* **Problems to work on**:
1. Transcribe the passage about tax farming word for word, beginning at the words "Neither casinos nor" and stopping after "much government policy.".
2. In the passage about tax farming, what did many U.S. states sell for decades to raise nearly half of their revenue?

* **Document segment**:
↓
In other countries, the story was similar. The seminal work on this subject, at least in comparative politics, is Margaret Levi’s Of Rule and Revenue, a study of taxation systems throughout history. Levi’s basic argument is that rulers are constrained in how they can tax populations by their ability to coerce the people, the ease with which money can be hidden, and limitations in measuring technology. (I previously wrote of similar concerns behind the institution of English nobility.) In short, early rulers had a very hard time raising taxes directly, simply because it was next to impossible to extend their control over the populace.

So what did they do? The strategies of rulers were many, but in this piece I want to focus on a particular practice called “tax farming.” In its basic form, the ruler created some sort of tax or tariff—a 10% tax on salt, for example—but rather than collecting the taxes itself, the ruler would sell off the right to collect the tax to some private party. This was the tax farmer. The tax farmer would pay a large sum up front to the government, and in exchange would gain the right to ruthlessly apply the salt tax to anyone within his jurisdiction and pocket the proceeds.

This is not the same as modern privatized tax collection, where the private party must transmit collected taxes to the government. Here, the tax farmer is the direct beneficiary of tax revenue. In general, tax farming was incredibly lucrative for the farmer, while the state was forced to sell the future revenues at discount prices, simply because it lacked the capacity to collect taxes itself. (Here, we see another example of a principal-agent problem.)

A nice (free!) overview of tax farming in the 18th century can be found here, by the eminent scholar Eugene White. The French monarchy, for one, was heavily dependent on tax farming for revenue. This dependence was a major contributor to the French Revolution, for two reasons. First, royal revenues were always rather stunted because the tax farmers absorbed much of the take, weakening state power. Second, the tax farmers of France were notorious for harshly oppressing the populace in order to squeeze every last sou that they could. (Similar concerns were at play with the Publicans of ancient Rome; a nice overview can be found here.)

This is all very interesting, but why is it worth knowing? In fact, it is surprising just how relevant the principle of tax farming can be, even in modern society. Take casinos, for example. They pay a large sum of money to local and state governments, and in return gain the right to siphon vast amounts of money from willing gamblers. The voluntary nature of the transaction makes it more palatable, of course, but even then the addictive nature of gambling muddles things.

Even more striking is the history of the banking system. That subject is so fascinating that it deserves its own post, but for now, suffice it to say that for decades, many U.S. states raised nearly half of their revenue by selling monopoly banking charters. In return, a particular bank would be given exclusive control of its town, free to earn considerable profits from its residents.

Neither casinos nor early banks are really the same as tax farming, of course. But they are both indirect means of collecting revenue, in which private parties gain outsized profits compared to the government’s take. Other examples can be seen with only a little effort, and the idea of tax farming is a useful lens for viewing much government policy.

Aside from that, this is another opportunity to bang my hobby horse of more realistic fantasy writing. As noted, tax farming was often the cause of massive oppression of the people, and resulting political unrest. I’d bet my last cent that some budding fantasy author could spin a much more interesting story using tax farming as an ingredient, than the typical “Evil Overlord wants to oppress the peasants for the lulz.”

The key thing to remember is that a king turns to tax farming when he needs more money that he can easily extract with his own efforts. It is the hallmark of lands with difficult travel, poor communication, and weak and divided political loyalties. In time, the tax farmers can become extremely powerful in their own right, perhaps even rivaling the established authority in the same way that Italian mercenaries would often overthrow their employers. If that isn’t fertile soil for a good story, I don’t know what is.
↑
* **Material provided**:
↓
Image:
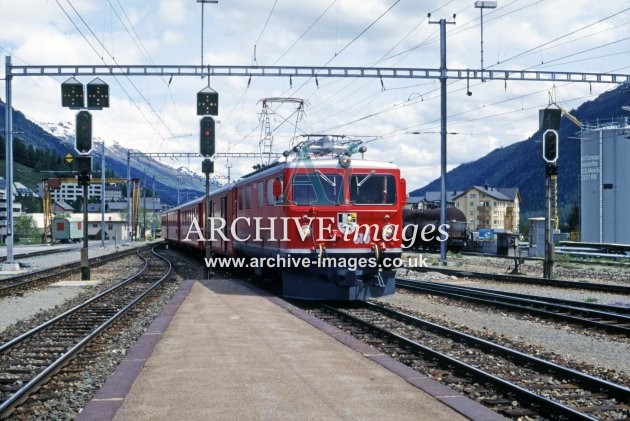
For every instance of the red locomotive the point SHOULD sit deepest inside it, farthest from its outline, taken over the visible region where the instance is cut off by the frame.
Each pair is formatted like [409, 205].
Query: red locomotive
↑
* **Per-task outputs**:
1.
Neither casinos nor early banks are really the same as tax farming, of course. But they are both indirect means of collecting revenue, in which private parties gain outsized profits compared to the government’s take. Other examples can be seen with only a little effort, and the idea of tax farming is a useful lens for viewing much government policy.

2. Monopoly banking charters.